• [Referring expression pointing data]
++++++++++

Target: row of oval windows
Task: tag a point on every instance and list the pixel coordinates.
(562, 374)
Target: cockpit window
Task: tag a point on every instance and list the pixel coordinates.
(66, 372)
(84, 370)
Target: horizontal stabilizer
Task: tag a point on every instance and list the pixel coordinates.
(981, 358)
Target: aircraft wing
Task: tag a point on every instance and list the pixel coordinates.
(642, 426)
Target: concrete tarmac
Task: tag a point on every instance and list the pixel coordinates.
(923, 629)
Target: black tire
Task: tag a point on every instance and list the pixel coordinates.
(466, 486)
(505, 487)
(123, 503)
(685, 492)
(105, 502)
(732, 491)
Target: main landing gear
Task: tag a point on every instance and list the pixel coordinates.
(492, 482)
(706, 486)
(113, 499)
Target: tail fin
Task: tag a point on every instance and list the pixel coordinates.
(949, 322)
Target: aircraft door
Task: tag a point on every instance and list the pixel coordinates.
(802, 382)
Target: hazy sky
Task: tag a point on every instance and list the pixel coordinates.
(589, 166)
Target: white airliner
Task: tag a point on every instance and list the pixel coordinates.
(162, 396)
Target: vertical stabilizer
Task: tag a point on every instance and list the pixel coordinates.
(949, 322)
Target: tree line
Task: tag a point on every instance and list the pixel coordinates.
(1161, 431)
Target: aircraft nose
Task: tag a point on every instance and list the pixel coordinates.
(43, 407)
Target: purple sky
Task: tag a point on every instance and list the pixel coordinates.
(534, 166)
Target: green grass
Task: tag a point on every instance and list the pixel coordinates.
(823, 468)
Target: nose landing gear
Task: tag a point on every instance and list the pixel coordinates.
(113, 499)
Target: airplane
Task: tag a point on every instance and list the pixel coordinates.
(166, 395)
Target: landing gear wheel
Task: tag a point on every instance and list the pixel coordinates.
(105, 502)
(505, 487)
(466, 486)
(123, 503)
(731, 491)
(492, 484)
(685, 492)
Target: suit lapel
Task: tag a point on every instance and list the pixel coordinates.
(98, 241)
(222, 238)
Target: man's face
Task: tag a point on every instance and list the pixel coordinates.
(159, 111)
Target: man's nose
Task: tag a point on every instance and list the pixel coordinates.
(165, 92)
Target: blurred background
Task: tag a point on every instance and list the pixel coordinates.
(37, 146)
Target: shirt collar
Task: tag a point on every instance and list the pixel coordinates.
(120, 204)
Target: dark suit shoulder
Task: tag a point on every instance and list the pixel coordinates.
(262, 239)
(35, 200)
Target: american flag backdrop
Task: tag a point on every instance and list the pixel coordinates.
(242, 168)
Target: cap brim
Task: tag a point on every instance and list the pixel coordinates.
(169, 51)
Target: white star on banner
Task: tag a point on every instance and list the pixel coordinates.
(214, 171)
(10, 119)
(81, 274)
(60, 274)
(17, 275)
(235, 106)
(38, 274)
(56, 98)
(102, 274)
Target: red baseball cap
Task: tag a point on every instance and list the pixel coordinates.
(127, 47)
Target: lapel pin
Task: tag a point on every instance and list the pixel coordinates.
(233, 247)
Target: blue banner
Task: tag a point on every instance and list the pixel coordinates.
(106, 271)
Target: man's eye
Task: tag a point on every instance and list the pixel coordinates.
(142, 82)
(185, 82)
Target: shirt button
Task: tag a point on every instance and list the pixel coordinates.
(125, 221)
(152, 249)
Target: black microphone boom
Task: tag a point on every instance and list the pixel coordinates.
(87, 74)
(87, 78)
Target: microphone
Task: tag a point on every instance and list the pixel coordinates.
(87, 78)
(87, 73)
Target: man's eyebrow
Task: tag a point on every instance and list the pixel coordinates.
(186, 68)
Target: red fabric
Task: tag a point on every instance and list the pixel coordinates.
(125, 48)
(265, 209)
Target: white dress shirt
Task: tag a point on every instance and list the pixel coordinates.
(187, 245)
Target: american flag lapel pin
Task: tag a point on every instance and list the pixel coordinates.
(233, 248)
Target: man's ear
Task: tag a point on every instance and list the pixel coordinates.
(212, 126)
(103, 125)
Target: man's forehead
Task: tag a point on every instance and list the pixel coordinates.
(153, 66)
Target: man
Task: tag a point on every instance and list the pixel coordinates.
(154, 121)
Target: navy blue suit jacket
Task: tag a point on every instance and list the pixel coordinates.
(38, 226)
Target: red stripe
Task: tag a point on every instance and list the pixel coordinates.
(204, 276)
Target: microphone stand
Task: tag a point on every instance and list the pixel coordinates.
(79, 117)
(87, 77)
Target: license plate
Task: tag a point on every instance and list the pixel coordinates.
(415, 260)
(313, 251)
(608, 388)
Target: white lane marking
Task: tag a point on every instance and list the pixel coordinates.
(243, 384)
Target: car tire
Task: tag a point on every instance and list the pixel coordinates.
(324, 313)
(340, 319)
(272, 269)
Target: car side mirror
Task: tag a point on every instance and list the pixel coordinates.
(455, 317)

++++++++++

• [THE PROBLEM]
All records shown above are to be given again verbatim.

• [WRITTEN RESPONSE]
Target: row of oval windows
Task: tag a point on every instance and list the pixel coordinates.
(562, 374)
Target: cockpit window
Task: tag a point on every instance and list the pixel coordinates.
(66, 372)
(84, 370)
Target: horizontal stabilizer
Task: tag a point on every instance and list the pixel coordinates.
(981, 358)
Target: aircraft wing
Task: tag a point on every instance and list the pixel coordinates.
(642, 426)
Target: concrete tarmac
Task: tag a point on every instance and list the pixel coordinates.
(923, 629)
Target: black tire
Task: tag a point on every instance and list the pixel coordinates.
(466, 486)
(505, 487)
(123, 503)
(685, 492)
(105, 502)
(732, 491)
Target: main landing gear
Task: tag a point on every instance and list the pixel coordinates.
(492, 482)
(706, 486)
(113, 499)
Target: tail fin
Task: tag a point on every instance and list the pixel coordinates.
(949, 322)
Target: aircraft door
Task: tag a point on every instance and list the pixel coordinates.
(802, 382)
Target: hazy sky
Task: tag a point on every instance and list the pixel coordinates.
(589, 166)
Target: white airliner
Task: tag a point on every instance and list the pixel coordinates.
(162, 396)
Target: vertical stabilizer
Task: tag a point on every instance and list the pixel coordinates.
(949, 322)
Target: tree line
Task: tag a point on every instance and list the pixel coordinates.
(1161, 431)
Target: aircraft nose
Task: tag a point on every instance and list the pixel coordinates.
(43, 407)
Target: purple sky
Task: tag a point on every instance and list the pixel coordinates.
(534, 166)
Target: green grass
Task: tag a point on every instance and list the pixel coordinates.
(823, 468)
Target: nose landing gear
Task: tag a point on every instance and list the pixel coordinates.
(113, 499)
Target: airplane
Task: tag a point on every instance and list the pixel coordinates.
(166, 395)
Target: landing gear wheel
Task: tag a point on every instance and list the pixel coordinates.
(105, 502)
(505, 487)
(466, 486)
(123, 503)
(731, 491)
(492, 484)
(685, 492)
Target: suit lapel
Task: tag a point on every instance and list the pixel coordinates.
(98, 241)
(222, 238)
Target: man's face
Task: tag a point on every instance and list the pixel coordinates.
(159, 111)
Target: man's nose
Task: tag a point on every instance and list the pixel coordinates.
(165, 92)
Target: blurred background
Task: tag a point on every instance and list the pixel coordinates.
(37, 146)
Target: shirt collar
Task: tag a point on every instance and list the pixel coordinates.
(120, 204)
Target: dark suit shoulder
Task: tag a point on every instance and list the pixel coordinates.
(262, 239)
(35, 200)
Target: american flag backdrop
Task: tag a point on every instance and list the pixel coordinates.
(242, 168)
Target: cap brim
Task: tag a point on every instance and list the pixel coordinates.
(169, 51)
Target: white star on banner
Task: tag a point on every instance and list the pixel coordinates.
(214, 171)
(10, 119)
(81, 274)
(60, 274)
(17, 275)
(235, 106)
(38, 274)
(56, 98)
(102, 274)
Target: red baseball cap
Task: tag a point on every instance and list the pixel coordinates.
(127, 47)
Target: lapel pin
Task: tag a point on every instance and list the pixel coordinates.
(233, 247)
Target: blue banner
Task: tag a point on every instance and list the pixel coordinates.
(106, 271)
Target: man's eye
Task: tag a point on every instance and list the pixel coordinates.
(142, 82)
(185, 82)
Target: shirt button
Task: tag a point on every instance and list the pixel coordinates.
(125, 221)
(152, 249)
Target: black microphone boom
Task: tag a point on every instance and list the pixel coordinates.
(87, 74)
(87, 78)
Target: microphone
Task: tag a point on every instance and list the pixel coordinates.
(87, 78)
(87, 73)
Target: man's eyebrow
Task: tag a point on every instance and list the pixel coordinates.
(186, 68)
Target: red fabric
Task: tag a point on every instance and list the pixel coordinates.
(125, 48)
(265, 209)
Target: white dress shirt
Task: tag a point on every instance and list the pixel coordinates.
(187, 245)
Target: american flag lapel pin
Task: tag a point on every instance and list the pixel coordinates.
(233, 248)
Target: man's ear
Task: tag a point on every instance and list the pixel coordinates.
(212, 126)
(103, 125)
Target: man's forehead
Task: tag a point on every instance and list the pixel coordinates.
(153, 66)
Target: man
Task: tag a point on every instance and list the pixel coordinates.
(154, 121)
Target: navy blue suit jacket
Task: tag a point on every instance and list the pixel coordinates.
(38, 226)
Target: red stripe
Task: tag a point on every instance and list the pixel coordinates.
(204, 276)
Target: microphone stand
Task: tag a point on every instance and list the pixel coordinates.
(79, 117)
(87, 77)
Target: license plate
Task: tag a point on every instance and list the pixel coordinates.
(415, 260)
(313, 251)
(608, 388)
Target: white lane marking
Task: tag a point on every instance and list the pixel coordinates.
(243, 384)
Target: car tire
Task: tag a point on every instance and list the pixel coordinates.
(324, 313)
(340, 319)
(272, 269)
Target: car side mirror
Task: tag a point on every instance and list the pixel coordinates.
(455, 317)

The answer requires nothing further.